[Dataset rows showing where objects appear]

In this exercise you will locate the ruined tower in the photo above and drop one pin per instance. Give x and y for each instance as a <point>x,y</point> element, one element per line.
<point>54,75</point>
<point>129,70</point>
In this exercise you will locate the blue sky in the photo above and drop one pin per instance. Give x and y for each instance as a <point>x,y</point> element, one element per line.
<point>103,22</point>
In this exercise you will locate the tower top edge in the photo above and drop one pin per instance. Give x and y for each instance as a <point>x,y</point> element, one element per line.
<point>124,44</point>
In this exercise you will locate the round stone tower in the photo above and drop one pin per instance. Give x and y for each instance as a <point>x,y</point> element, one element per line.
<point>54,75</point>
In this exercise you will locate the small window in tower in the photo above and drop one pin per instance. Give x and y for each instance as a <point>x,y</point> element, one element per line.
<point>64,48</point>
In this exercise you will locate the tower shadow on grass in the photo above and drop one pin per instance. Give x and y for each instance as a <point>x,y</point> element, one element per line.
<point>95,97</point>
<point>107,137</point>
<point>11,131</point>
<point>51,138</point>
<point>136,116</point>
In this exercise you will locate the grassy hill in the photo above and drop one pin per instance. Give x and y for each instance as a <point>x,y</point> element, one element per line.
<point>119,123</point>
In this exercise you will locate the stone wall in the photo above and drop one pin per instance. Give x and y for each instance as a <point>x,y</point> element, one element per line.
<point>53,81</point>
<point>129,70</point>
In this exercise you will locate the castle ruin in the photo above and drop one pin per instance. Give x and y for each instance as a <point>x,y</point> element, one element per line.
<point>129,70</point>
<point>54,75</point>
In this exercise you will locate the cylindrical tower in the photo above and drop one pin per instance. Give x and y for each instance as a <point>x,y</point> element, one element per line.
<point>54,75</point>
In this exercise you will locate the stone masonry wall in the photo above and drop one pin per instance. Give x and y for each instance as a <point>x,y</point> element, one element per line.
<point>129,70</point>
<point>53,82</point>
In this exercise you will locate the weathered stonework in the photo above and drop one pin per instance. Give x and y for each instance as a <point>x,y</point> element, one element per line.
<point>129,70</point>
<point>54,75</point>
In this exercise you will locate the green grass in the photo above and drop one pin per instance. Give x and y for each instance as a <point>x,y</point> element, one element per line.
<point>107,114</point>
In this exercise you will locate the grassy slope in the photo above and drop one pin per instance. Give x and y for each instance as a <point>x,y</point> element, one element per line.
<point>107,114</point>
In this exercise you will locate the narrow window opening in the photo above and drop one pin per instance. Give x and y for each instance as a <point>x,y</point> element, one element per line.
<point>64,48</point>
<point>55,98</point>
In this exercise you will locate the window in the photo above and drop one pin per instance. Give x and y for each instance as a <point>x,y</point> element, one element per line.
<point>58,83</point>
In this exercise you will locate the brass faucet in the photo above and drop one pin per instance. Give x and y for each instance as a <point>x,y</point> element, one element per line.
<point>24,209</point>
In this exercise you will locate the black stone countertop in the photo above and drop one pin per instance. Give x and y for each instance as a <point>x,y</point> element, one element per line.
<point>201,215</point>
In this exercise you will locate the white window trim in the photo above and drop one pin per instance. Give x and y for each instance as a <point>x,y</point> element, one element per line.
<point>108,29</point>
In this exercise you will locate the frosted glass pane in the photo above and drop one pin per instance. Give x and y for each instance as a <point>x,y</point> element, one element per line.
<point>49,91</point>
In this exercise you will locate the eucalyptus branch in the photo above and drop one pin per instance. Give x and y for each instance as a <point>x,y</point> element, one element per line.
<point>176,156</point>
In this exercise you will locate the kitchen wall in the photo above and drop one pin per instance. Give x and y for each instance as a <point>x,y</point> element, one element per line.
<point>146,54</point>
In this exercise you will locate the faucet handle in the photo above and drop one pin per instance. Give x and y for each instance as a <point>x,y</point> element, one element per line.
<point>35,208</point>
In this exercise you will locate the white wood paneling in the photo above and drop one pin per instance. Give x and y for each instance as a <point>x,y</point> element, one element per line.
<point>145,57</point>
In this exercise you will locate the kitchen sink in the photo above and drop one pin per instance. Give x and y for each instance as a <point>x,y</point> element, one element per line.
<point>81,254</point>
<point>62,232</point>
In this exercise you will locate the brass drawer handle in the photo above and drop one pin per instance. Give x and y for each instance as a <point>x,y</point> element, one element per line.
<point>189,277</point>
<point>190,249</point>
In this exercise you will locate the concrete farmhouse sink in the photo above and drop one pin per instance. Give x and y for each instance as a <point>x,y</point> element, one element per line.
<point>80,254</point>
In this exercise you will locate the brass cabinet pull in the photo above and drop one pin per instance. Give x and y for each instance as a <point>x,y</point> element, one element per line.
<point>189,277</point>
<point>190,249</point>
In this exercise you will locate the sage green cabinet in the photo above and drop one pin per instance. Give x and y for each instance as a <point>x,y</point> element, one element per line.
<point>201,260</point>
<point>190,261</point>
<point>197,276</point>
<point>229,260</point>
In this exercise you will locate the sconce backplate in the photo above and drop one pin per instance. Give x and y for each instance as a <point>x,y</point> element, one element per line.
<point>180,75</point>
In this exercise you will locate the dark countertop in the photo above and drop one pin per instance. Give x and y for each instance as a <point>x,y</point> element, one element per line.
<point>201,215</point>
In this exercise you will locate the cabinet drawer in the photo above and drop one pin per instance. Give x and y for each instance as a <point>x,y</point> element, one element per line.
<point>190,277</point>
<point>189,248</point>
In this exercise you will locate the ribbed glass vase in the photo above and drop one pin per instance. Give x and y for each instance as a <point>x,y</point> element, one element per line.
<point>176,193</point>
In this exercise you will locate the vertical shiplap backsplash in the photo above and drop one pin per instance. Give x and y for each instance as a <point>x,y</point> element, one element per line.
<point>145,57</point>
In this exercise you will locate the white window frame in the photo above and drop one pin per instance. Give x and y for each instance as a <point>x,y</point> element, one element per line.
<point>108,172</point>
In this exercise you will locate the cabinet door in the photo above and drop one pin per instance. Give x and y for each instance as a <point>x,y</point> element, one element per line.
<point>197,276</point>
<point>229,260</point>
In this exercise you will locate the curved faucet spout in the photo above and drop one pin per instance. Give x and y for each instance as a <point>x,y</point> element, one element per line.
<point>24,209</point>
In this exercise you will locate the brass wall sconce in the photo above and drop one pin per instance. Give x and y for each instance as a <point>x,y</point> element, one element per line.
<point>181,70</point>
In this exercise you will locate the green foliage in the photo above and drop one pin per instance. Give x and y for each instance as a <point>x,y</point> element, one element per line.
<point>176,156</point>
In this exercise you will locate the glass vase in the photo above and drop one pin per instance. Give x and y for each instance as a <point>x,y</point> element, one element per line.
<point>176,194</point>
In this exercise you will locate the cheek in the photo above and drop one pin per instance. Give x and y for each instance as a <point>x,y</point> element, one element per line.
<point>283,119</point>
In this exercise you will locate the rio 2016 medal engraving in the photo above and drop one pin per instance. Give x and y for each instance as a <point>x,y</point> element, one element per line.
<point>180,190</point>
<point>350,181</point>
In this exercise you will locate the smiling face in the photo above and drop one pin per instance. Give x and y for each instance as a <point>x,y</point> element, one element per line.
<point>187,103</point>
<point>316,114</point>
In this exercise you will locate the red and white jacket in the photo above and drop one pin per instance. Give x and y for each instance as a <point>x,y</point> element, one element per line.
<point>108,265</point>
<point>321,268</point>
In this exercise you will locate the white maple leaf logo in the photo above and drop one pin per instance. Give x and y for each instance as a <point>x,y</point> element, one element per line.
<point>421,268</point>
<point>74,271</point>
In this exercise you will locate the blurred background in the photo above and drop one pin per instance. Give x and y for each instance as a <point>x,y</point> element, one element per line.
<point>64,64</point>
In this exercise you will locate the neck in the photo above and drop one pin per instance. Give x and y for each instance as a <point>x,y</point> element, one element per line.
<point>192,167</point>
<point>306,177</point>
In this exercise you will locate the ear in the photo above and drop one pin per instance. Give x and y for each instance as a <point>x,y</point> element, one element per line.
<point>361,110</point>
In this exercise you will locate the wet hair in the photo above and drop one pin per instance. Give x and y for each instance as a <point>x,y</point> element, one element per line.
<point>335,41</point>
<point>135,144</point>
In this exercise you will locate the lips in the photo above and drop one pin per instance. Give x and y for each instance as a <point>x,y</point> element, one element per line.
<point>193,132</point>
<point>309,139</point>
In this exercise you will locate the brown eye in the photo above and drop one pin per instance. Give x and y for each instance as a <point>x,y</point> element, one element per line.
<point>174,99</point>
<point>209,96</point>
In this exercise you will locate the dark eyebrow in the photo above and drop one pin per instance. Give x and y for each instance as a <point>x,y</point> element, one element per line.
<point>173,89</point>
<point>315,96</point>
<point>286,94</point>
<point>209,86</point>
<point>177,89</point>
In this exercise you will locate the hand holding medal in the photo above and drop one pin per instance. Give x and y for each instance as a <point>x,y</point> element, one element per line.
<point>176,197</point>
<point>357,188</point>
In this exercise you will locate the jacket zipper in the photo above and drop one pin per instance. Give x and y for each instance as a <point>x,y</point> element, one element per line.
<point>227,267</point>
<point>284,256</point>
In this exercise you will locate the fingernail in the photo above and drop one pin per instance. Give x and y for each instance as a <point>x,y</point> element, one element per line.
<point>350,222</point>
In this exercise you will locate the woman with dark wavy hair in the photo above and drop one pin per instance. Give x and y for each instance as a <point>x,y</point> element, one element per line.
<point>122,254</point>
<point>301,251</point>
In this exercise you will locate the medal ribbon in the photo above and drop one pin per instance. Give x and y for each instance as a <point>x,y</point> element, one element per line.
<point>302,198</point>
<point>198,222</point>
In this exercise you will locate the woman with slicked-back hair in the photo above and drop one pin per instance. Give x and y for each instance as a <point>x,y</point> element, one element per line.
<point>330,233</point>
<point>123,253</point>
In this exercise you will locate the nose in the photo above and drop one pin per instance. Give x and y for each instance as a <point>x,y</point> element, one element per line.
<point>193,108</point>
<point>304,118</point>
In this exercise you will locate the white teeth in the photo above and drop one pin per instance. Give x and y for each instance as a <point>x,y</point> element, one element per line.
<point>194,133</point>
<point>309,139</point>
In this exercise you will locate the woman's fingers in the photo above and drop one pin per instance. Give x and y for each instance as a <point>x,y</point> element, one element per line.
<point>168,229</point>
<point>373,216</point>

◆ Required work
Reproduce the records word for word, from their first line down to and including the line containing "<point>103,22</point>".

◆ Correct output
In this exercise you will locate the ruined tower in the photo above and drop one pin per instance. Give x and y for each instance as a <point>x,y</point> element, one element per line.
<point>54,75</point>
<point>129,70</point>
In this exercise you will locate the blue sky in the photo above and drop one pin per instance. Give x and y for each instance as a <point>x,y</point> element, one element per line.
<point>103,22</point>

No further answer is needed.